> Instructions to follow
For this exercise, write out each entry below exactly, omitting the images.

[Provided records — start]

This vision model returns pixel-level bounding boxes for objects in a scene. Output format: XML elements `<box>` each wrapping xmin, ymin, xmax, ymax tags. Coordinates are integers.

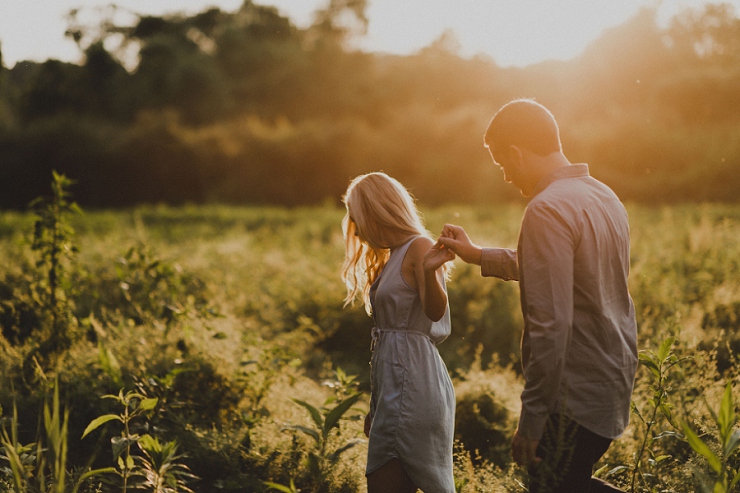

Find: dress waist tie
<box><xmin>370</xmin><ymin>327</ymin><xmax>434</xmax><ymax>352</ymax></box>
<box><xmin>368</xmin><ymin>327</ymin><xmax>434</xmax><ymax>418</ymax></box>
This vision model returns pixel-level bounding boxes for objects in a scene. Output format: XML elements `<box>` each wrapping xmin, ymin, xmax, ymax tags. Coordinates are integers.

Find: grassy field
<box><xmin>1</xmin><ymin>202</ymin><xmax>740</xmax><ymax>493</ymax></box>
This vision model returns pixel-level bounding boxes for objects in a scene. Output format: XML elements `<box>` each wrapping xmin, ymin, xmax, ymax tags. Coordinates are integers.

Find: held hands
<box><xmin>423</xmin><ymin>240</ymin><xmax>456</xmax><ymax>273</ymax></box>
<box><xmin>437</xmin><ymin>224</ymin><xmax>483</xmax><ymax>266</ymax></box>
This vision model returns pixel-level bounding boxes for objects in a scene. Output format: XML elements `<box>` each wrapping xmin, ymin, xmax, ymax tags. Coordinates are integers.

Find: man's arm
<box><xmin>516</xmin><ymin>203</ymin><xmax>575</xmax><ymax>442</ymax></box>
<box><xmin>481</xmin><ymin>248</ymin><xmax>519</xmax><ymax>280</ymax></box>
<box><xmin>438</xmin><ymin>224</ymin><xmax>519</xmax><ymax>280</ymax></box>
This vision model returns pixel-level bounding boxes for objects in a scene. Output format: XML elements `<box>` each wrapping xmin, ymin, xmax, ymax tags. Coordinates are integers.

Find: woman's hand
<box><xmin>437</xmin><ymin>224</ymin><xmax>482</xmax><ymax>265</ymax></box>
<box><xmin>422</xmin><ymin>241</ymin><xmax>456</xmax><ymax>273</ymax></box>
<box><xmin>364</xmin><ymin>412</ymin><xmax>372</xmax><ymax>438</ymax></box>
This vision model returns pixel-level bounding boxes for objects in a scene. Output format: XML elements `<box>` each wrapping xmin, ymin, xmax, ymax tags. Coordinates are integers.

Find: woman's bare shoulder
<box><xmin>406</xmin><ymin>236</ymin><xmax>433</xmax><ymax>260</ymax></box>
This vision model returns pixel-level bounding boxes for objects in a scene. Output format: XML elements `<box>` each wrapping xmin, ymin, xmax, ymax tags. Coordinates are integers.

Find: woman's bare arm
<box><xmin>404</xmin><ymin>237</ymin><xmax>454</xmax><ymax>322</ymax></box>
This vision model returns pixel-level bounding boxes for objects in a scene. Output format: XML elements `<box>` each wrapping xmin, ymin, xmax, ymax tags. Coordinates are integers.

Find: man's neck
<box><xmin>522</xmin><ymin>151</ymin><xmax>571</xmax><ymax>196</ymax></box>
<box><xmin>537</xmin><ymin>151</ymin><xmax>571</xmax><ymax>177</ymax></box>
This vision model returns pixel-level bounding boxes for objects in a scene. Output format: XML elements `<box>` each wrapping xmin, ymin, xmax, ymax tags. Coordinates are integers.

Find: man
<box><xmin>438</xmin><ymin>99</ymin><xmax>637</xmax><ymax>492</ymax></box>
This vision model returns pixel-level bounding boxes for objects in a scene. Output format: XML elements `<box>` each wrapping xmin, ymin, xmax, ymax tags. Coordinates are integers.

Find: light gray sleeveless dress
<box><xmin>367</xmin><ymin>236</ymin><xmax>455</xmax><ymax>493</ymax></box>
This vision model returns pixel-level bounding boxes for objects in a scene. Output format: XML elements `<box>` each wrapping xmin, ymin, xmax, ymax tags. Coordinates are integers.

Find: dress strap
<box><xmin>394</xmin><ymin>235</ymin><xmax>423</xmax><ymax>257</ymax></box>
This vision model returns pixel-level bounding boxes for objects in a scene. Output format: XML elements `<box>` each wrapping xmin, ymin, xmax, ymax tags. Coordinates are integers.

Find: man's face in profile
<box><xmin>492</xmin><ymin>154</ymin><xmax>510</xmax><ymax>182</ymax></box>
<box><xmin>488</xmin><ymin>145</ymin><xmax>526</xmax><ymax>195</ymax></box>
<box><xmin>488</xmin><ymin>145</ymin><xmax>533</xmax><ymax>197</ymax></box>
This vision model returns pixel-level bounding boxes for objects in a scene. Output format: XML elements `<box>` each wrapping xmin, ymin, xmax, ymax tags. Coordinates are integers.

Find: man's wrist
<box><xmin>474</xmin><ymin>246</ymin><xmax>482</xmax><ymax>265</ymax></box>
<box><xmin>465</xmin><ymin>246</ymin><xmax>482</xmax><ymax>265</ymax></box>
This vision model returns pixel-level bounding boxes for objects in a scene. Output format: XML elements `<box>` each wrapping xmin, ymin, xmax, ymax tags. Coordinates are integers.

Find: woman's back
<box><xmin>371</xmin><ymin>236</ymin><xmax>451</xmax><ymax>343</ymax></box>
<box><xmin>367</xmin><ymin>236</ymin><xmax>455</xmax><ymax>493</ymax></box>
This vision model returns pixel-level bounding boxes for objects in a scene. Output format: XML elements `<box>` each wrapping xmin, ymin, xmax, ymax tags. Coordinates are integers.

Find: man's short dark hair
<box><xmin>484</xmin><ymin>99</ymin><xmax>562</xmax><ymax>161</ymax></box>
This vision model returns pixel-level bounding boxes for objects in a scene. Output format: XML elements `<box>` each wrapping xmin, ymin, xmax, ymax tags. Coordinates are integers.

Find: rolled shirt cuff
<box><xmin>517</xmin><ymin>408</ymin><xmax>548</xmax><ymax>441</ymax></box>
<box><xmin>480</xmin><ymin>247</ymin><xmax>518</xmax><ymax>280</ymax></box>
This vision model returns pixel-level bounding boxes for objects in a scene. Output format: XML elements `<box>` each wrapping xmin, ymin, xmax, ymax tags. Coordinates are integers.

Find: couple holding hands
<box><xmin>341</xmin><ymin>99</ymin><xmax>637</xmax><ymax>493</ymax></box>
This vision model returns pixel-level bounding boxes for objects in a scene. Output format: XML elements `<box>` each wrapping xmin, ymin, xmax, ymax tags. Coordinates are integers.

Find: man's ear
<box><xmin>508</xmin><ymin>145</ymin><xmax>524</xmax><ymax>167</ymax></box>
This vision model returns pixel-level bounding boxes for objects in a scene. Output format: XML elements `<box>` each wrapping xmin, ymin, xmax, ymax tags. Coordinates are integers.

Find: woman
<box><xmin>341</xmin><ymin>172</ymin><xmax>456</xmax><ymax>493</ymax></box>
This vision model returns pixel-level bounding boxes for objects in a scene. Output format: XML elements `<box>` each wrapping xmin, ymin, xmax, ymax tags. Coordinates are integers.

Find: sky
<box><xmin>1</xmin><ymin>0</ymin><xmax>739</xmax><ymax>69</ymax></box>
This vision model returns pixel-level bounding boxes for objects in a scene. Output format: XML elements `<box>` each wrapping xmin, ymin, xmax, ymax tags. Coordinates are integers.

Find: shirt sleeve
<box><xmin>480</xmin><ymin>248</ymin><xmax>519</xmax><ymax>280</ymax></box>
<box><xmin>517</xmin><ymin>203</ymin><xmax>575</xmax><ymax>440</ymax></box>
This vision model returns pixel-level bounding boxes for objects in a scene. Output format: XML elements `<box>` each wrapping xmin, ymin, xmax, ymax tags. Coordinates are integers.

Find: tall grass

[Provided records — finish]

> Solution to this task
This vision model returns pixel-level bounding boxes for objects in a scene. Output format: XML elements `<box>` each wrapping xmin, ymin, xmax, ymax tags. Coordinates are integers.


Find: dress waist tie
<box><xmin>370</xmin><ymin>327</ymin><xmax>434</xmax><ymax>352</ymax></box>
<box><xmin>368</xmin><ymin>327</ymin><xmax>434</xmax><ymax>418</ymax></box>
This vision model returns pixel-level bounding boxes for objects in a scene. Output format: XML elements `<box>` each wrapping xmin, ymin, xmax, ymax tags. Coordinates are integers.

Find: grassy field
<box><xmin>1</xmin><ymin>202</ymin><xmax>740</xmax><ymax>493</ymax></box>
This vision model returns pixel-level bounding boxes for objects in a scene. Output format: XML elements `<box>` each wrapping xmin, ymin, xmax, ymax tags. Coordinates are integers.

Find: held hands
<box><xmin>423</xmin><ymin>240</ymin><xmax>456</xmax><ymax>273</ymax></box>
<box><xmin>437</xmin><ymin>224</ymin><xmax>483</xmax><ymax>266</ymax></box>
This vision model returns pixel-level bounding boxes for objects in a scene. Output format: XML elements `<box>` each wrapping xmin, ymin, xmax, ymax tags. Coordinates are integers.

Find: man's arm
<box><xmin>516</xmin><ymin>203</ymin><xmax>575</xmax><ymax>442</ymax></box>
<box><xmin>481</xmin><ymin>248</ymin><xmax>519</xmax><ymax>280</ymax></box>
<box><xmin>438</xmin><ymin>224</ymin><xmax>519</xmax><ymax>280</ymax></box>
This vision model returns pixel-level bounding boxes for objects in a scene. Output format: XML elements `<box>` each wrapping xmin, ymin, xmax, ymax tags. Coordinates are integers.

Find: woman's hand
<box><xmin>437</xmin><ymin>224</ymin><xmax>482</xmax><ymax>265</ymax></box>
<box><xmin>422</xmin><ymin>241</ymin><xmax>456</xmax><ymax>273</ymax></box>
<box><xmin>364</xmin><ymin>412</ymin><xmax>372</xmax><ymax>438</ymax></box>
This vision model returns pixel-level bounding boxes for objects in a scene. Output format: XML elements `<box>` each wrapping xmin, ymin, xmax, ymax tags. Coordinates are integers.

Find: woman's bare shoulder
<box><xmin>406</xmin><ymin>236</ymin><xmax>433</xmax><ymax>260</ymax></box>
This vision model returns pixel-level bounding boxes for objects in a scene. Output format: XML elements `<box>` each wrapping xmin, ymin, xmax, ymax tags. Coordinates are integers.

Find: woman's bare arm
<box><xmin>404</xmin><ymin>237</ymin><xmax>454</xmax><ymax>322</ymax></box>
This vision model returns pixel-level bounding boxes for objects in a scene. Output format: XML elements `<box>` each wrapping xmin, ymin, xmax, ymax tags. Coordinates are integers.

Find: man's neck
<box><xmin>522</xmin><ymin>151</ymin><xmax>571</xmax><ymax>196</ymax></box>
<box><xmin>537</xmin><ymin>151</ymin><xmax>571</xmax><ymax>177</ymax></box>
This vision model returns pixel-level bounding boxes for objects in a scene. Output format: XML elements `<box>` each wrapping xmin, ymin, xmax, ymax tags. Coordinates are integers.

Find: man
<box><xmin>438</xmin><ymin>99</ymin><xmax>637</xmax><ymax>492</ymax></box>
This vision model returns pixel-level bounding boxes for objects in a scene. Output format: XML elements `<box>` each wrapping xmin, ymin, xmax, ymax tags. Coordinates are integers.

Find: light gray sleeveless dress
<box><xmin>367</xmin><ymin>236</ymin><xmax>455</xmax><ymax>493</ymax></box>
This vision model returns pixel-level bounding boxes for objects in a scene. Output format: XML elements `<box>` each wrapping xmin, ymin, xmax, ymax tags. Coordinates are integers.

Find: dress strap
<box><xmin>394</xmin><ymin>235</ymin><xmax>423</xmax><ymax>257</ymax></box>
This vision model returns pixel-level bounding boxes for objects in a scene. Output format: XML elements `<box>` each wrapping xmin, ymin, xmax, ymax tags. Coordinates are integers.

Find: man's face in profile
<box><xmin>492</xmin><ymin>154</ymin><xmax>510</xmax><ymax>182</ymax></box>
<box><xmin>488</xmin><ymin>145</ymin><xmax>526</xmax><ymax>195</ymax></box>
<box><xmin>488</xmin><ymin>145</ymin><xmax>533</xmax><ymax>197</ymax></box>
This vision model returns pixel-level bounding boxes for objects in a scene. Output format: XML elements `<box>` each wrapping xmin, ymin, xmax, ymax tags. Coordinates are integers.

Find: man's wrist
<box><xmin>474</xmin><ymin>246</ymin><xmax>482</xmax><ymax>265</ymax></box>
<box><xmin>465</xmin><ymin>246</ymin><xmax>482</xmax><ymax>265</ymax></box>
This vision model returns pixel-level bounding boxes for objects in a scene. Output format: XML elements `<box>` each wrapping xmin, ymin, xmax, ymax tags. Coordinates are integers.

Find: woman's back
<box><xmin>371</xmin><ymin>236</ymin><xmax>451</xmax><ymax>343</ymax></box>
<box><xmin>367</xmin><ymin>236</ymin><xmax>455</xmax><ymax>493</ymax></box>
This vision model returns pixel-level bounding boxes for objects in a scene. Output format: XML elements `<box>` each wrapping xmin, ymin, xmax, ymax tags. Coordinates are integers.

Find: man's short dark hair
<box><xmin>484</xmin><ymin>99</ymin><xmax>562</xmax><ymax>161</ymax></box>
This vision model returns pixel-level bounding boxes for objects in a scene. Output format: XML elements `<box>` each wrapping xmin, ymin, xmax, ymax tags. Coordinates are integers.

Find: rolled shirt cuff
<box><xmin>517</xmin><ymin>408</ymin><xmax>548</xmax><ymax>441</ymax></box>
<box><xmin>480</xmin><ymin>247</ymin><xmax>518</xmax><ymax>280</ymax></box>
This vision model returns pixel-level bounding boxes for objects in a scene. Output format: XML elements `<box>` each wrapping xmin, ymin, xmax, ymax tags. Coordinates are integers.

Find: couple holding hands
<box><xmin>341</xmin><ymin>99</ymin><xmax>637</xmax><ymax>493</ymax></box>
This vision model returns pixel-level bounding boxes for objects in a scene. Output format: XML elements `<box>` each wrapping xmin, ymin, xmax, ymax tags. Coordinates are integers.

Find: man's ear
<box><xmin>508</xmin><ymin>145</ymin><xmax>524</xmax><ymax>167</ymax></box>
This vision model returns pixel-level bounding boxes for objects in a scene. Output format: XML elements `<box>` each wrapping xmin, ymin, xmax, ymax tags. Coordinates are integers.

Find: woman
<box><xmin>341</xmin><ymin>172</ymin><xmax>456</xmax><ymax>493</ymax></box>
This vision model returns pixel-level bounding boxes for objects in a scene. Output format: XML elements `<box>` each wrapping xmin, ymin, xmax, ymax tags. Coordinates are integers.

Find: sky
<box><xmin>1</xmin><ymin>0</ymin><xmax>739</xmax><ymax>69</ymax></box>
This vision model returns pixel-level bounding boxes for objects in a scene. Output format: XML elements `<box>` each wrapping xmin, ymin, xmax, ymax tags. Coordinates are integers.

Find: shirt sleeve
<box><xmin>480</xmin><ymin>248</ymin><xmax>519</xmax><ymax>280</ymax></box>
<box><xmin>517</xmin><ymin>203</ymin><xmax>575</xmax><ymax>440</ymax></box>
This vision model returns pixel-level bounding boxes for objects in a scene. Output format: XML elements `<box>` each wrapping xmin, ymin, xmax, ymax tags. Coordinates are integers.

Find: tall grass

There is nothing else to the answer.